Show each line of the listing below that contains the string "query".

----------

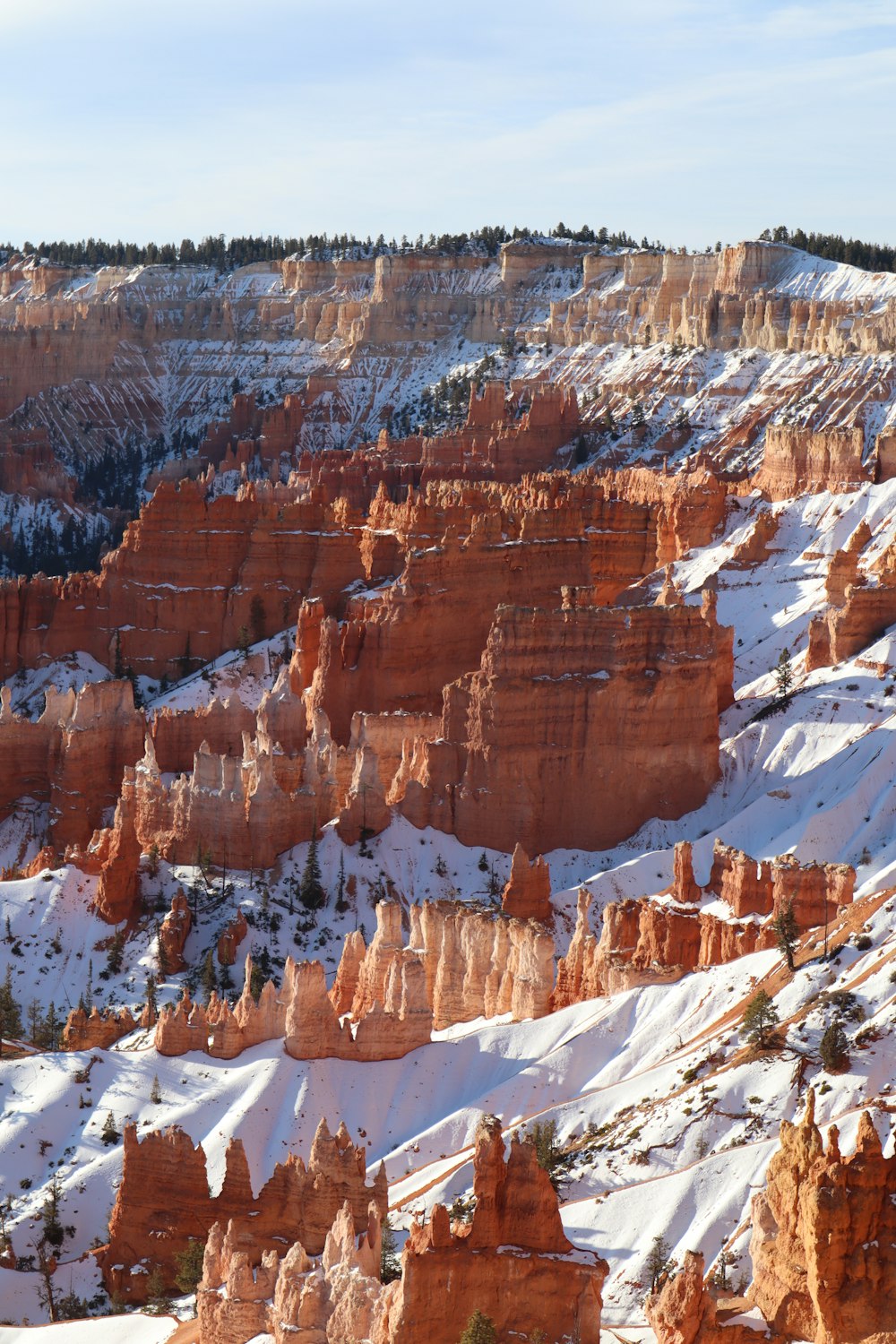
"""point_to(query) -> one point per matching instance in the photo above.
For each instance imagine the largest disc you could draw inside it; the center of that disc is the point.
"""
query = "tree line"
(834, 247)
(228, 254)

----------

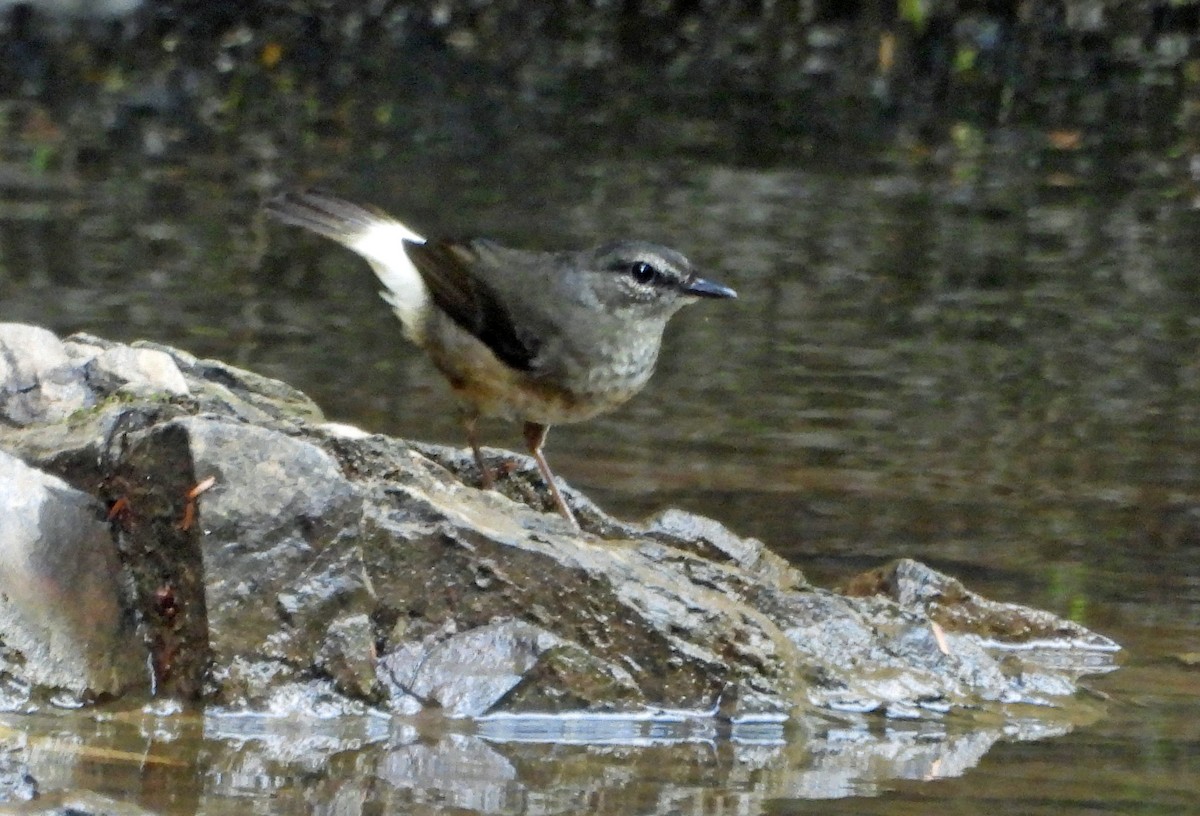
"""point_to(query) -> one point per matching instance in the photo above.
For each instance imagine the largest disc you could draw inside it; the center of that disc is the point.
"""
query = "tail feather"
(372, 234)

----------

WRITTEN SOLUTION =>
"""point_to(query) -> one point per matching instance in the photo above.
query = "tree line"
"""point_to(query) -> one point per matching instance in the photo above.
query = "tail feather"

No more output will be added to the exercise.